[Stored records]
* Start *

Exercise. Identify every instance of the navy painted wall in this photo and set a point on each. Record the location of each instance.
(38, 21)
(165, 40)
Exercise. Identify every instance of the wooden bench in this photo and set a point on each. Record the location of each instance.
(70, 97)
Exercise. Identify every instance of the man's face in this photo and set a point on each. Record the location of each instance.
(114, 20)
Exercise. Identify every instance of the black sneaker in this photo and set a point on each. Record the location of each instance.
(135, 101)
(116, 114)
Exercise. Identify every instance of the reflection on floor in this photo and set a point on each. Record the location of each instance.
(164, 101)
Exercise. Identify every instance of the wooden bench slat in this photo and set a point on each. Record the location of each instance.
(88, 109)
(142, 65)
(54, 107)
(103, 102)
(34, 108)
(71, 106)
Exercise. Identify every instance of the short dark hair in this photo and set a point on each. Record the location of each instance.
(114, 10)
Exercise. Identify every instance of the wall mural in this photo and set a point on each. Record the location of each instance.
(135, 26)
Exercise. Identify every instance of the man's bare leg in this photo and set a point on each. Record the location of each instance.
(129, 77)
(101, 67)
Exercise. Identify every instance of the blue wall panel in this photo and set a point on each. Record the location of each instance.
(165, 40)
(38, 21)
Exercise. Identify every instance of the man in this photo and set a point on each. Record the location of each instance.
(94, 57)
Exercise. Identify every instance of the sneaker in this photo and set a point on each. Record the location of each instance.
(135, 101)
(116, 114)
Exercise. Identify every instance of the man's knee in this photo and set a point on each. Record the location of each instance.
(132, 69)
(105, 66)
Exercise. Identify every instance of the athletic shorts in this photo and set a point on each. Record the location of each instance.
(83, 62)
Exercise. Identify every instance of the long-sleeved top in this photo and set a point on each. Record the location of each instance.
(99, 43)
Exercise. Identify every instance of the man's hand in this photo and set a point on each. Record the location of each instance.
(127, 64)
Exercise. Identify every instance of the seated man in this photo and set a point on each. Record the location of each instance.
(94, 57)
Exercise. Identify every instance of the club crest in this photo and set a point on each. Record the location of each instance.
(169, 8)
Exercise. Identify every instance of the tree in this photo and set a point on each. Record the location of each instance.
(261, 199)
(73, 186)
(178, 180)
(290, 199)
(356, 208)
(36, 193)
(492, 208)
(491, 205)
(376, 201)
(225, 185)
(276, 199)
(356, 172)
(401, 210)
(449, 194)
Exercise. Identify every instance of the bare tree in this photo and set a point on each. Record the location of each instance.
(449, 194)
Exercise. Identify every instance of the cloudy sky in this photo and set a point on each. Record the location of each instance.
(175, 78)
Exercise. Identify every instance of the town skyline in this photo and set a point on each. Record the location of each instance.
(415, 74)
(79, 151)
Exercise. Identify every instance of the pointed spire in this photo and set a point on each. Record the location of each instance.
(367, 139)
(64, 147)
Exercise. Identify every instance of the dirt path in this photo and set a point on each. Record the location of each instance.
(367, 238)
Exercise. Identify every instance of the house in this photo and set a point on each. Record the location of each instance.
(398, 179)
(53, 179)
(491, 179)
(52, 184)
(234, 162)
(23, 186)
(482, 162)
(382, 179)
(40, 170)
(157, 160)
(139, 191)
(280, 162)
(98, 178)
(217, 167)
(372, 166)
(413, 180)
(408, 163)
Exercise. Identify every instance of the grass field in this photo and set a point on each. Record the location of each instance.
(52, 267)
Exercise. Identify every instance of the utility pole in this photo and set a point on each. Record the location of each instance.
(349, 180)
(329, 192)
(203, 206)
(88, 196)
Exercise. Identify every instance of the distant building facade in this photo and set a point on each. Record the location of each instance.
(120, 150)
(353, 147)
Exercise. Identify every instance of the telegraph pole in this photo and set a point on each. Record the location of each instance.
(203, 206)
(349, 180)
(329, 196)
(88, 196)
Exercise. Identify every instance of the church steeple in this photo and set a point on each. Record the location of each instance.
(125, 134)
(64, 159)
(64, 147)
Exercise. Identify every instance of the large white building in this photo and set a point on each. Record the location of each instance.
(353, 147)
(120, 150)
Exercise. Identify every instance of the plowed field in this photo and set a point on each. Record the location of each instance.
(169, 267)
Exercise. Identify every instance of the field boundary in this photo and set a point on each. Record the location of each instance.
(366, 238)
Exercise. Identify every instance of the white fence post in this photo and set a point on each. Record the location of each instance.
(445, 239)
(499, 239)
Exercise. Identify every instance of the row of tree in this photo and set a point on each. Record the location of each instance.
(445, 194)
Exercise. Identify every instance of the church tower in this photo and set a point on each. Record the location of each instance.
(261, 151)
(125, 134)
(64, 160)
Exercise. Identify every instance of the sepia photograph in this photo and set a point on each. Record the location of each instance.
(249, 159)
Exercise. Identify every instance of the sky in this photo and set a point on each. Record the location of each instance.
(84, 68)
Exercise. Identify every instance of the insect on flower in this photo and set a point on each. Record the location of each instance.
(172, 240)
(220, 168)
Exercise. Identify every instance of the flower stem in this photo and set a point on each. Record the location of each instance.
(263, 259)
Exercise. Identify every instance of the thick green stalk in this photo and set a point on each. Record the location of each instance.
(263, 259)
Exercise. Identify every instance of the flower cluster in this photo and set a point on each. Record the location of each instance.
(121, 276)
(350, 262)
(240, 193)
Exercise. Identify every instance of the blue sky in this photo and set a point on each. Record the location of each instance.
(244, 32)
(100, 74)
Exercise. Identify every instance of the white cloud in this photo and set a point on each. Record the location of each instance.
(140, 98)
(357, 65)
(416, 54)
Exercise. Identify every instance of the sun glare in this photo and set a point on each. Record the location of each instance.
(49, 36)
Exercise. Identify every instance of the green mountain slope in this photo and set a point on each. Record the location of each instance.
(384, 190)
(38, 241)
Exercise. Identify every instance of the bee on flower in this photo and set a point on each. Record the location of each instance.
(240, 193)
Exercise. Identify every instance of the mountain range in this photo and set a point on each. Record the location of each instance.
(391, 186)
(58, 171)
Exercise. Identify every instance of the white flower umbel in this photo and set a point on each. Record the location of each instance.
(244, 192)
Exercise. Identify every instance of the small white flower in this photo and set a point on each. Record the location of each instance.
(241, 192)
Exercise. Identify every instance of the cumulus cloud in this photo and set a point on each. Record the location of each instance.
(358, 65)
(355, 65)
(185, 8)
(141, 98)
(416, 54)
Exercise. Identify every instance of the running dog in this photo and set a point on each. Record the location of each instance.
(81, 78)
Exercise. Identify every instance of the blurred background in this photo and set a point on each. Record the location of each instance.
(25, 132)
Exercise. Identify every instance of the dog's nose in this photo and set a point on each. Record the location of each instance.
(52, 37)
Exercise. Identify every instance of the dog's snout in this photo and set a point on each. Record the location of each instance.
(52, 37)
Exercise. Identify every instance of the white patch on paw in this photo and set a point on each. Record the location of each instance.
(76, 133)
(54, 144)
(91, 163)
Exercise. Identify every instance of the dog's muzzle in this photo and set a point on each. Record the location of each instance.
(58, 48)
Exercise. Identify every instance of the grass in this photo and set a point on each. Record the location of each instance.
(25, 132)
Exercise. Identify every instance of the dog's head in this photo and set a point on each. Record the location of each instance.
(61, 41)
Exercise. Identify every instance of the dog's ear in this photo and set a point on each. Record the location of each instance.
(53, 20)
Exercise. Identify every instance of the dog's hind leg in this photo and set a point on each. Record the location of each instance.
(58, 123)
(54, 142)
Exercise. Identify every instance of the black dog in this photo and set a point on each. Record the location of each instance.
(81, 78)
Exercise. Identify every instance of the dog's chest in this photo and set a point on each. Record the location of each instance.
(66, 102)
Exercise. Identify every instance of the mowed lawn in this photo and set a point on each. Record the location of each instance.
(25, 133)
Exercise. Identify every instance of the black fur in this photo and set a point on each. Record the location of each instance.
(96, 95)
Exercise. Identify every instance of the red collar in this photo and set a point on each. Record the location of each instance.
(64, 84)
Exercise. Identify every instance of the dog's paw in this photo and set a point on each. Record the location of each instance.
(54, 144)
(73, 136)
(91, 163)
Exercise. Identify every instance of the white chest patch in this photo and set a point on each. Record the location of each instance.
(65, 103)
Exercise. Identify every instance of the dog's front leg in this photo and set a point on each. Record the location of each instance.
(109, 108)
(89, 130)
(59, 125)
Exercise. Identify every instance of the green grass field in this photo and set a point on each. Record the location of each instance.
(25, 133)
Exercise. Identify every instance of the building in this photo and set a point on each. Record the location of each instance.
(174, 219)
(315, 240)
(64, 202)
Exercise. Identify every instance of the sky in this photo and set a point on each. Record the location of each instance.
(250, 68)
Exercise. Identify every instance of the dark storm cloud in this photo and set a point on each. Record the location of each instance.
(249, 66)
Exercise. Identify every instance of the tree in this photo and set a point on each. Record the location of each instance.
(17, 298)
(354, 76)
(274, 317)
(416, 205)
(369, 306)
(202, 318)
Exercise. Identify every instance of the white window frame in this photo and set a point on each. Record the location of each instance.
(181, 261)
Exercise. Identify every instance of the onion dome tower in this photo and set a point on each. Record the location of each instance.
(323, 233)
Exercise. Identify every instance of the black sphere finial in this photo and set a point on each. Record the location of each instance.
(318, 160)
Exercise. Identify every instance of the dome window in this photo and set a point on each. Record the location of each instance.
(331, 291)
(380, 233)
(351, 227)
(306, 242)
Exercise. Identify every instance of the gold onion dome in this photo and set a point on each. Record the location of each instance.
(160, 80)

* End *

* WHAT IS BEING ASKED *
Please reproduce the stretch from the line containing "Exercise. Identify every instance of the white window" through the end of the listing, changing "set a point" to "place a marker" and leaving everything else the same.

* ANSWER TO THE TASK *
Exercise. Identify every instance of the white window frame in this photo and place a marker on each. Record the location of each instance.
(181, 261)
Exercise. Identify every instance of the onion dome tower in this photo and place a marker on each. Record the location of each instance.
(323, 233)
Exercise. Identify every instance of the black sphere finial in this photo and place a marker on each. Record the location of each instance.
(318, 160)
Exercise. Identify every instance of the dome window in this photo and place a marker on each. Record the location of each instance.
(331, 291)
(380, 233)
(351, 227)
(306, 242)
Exercise. Identify every instance of the gold onion dome in this photo and place a marker on each. Record the location of each instance.
(160, 80)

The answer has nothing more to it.